### Selected extract

“What a great day for Parramatta – and for the arts in western Sydney – A very important piece of cultural infrastructure has been secured and I congratulate all of the artists that made this happen.” Director of Carriageworks, Lisa Havilah, was speaking at the launch of Tom Polo’s exhibition, at Parramatta Artists Studios, March 4, 2011. The day before, NSW Premier Kristina Keneally announced the long-awaited arts hub for the Old King’s School site in Parramatta. It was her last pitch to western Sydney before the state government went into caretaker mode before the March election. Above, Parramatta Advertiser‘s photo and caption as the Premier announces the $24 million arts precinct.
It was the climax of at least 30 years of intense lobbying for arts facilities and a culmination of Parramatta Council’s Arts and Cultural Plan (2000) and Arts Facilities and Cultural Places Framework (2005). Among the Framework’s objectives was – “to consolidate and build on partnerships with the State Government in the current investments in Parramatta by investing in new arts facilities to keep pace with the anticipated growth of Greater Metropolitan Sydney.” The framework outlined three cluster venues for arts facilities – first, in the city centre, second, at the adjacent Old King’s School site where education, visual arts and dance would be pursued, and third, for the longer term, the North Parramatta Cumberland Hospital site.
As the first step in this process, Parramatta Artists Studios officially opened in the heart of the city in April 2007. Non-residential and residential studio spaces were offered to emerging and established professional contemporary arts and crafts practitioners. The response was sustained and enthusiastic. Almost immediately, many began to campaign for the Old King’s School. They knew that sitting and waiting was not an option. The announcement by Premier Keneally was a triumph after years of preparation.
In the photos, banners announce the Western Sydney Arts and Education Precinct on the walls of the Old Kings School.
Then the 2011 election was held, the Labor government was swept from power and replaced by the Liberal/National Party government under the leadership of Premier Barry O’Farrell. In June 2011, the new Coalition Government said that “funding was not there” and in July the premier, who was also the minister for western Sydney, was saying the whole project was “under review”. On August 11, 2011, under the headline Funding furore dogs arts issue, Parramatta Advertiser editorialised “There cannot be a more vexed issue in Parramatta at the moment than the mooted arts precinct on the Old King’s School site. The arts precinct. seemingly promised by the previous state government, has become a political football, with both sides accusing each other of lack of action.”

### Work to be completed
Can you return the passage of the Parramatta arts precinct article starting at "As the first" and ending at "Old Kings School.", copied word for word? This listing comes from a different source than the Parramatta arts precinct article.

(Records drawn from a collection)
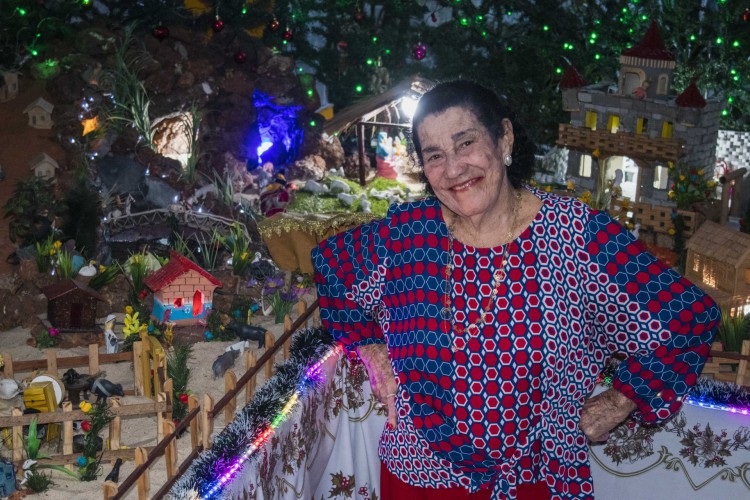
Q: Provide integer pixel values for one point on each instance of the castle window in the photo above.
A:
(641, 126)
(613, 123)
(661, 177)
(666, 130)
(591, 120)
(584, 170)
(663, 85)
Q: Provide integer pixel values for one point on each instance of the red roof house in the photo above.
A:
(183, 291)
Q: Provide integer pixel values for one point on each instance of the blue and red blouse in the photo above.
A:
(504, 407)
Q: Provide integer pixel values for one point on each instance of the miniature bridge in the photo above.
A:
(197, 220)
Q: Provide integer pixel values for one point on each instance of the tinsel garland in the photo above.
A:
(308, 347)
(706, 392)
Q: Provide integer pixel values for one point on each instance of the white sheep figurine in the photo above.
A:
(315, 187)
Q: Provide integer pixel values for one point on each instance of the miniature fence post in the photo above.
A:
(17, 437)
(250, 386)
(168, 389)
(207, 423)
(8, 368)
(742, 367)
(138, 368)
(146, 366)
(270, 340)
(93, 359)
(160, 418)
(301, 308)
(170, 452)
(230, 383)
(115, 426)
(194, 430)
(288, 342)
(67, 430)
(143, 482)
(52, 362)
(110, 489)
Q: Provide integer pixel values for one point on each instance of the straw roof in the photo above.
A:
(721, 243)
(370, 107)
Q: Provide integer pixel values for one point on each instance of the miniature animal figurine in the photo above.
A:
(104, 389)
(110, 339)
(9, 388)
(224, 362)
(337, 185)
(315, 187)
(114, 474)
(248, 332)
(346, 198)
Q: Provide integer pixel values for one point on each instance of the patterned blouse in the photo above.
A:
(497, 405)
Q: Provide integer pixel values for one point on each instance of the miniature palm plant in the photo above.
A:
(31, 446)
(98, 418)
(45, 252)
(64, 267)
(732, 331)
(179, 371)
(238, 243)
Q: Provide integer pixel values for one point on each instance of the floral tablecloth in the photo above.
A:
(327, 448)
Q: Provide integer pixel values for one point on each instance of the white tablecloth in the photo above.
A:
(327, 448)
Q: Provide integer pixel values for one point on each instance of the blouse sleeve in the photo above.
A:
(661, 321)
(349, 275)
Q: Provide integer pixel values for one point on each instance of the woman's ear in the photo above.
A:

### Exercise result
As the first step in this process, Parramatta Artists Studios officially opened in the heart of the city in April 2007. Non-residential and residential studio spaces were offered to emerging and established professional contemporary arts and crafts practitioners. The response was sustained and enthusiastic. Almost immediately, many began to campaign for the Old King’s School. They knew that sitting and waiting was not an option. The announcement by Premier Keneally was a triumph after years of preparation.
In the photos, banners announce the Western Sydney Arts and Education Precinct on the walls of the Old Kings School.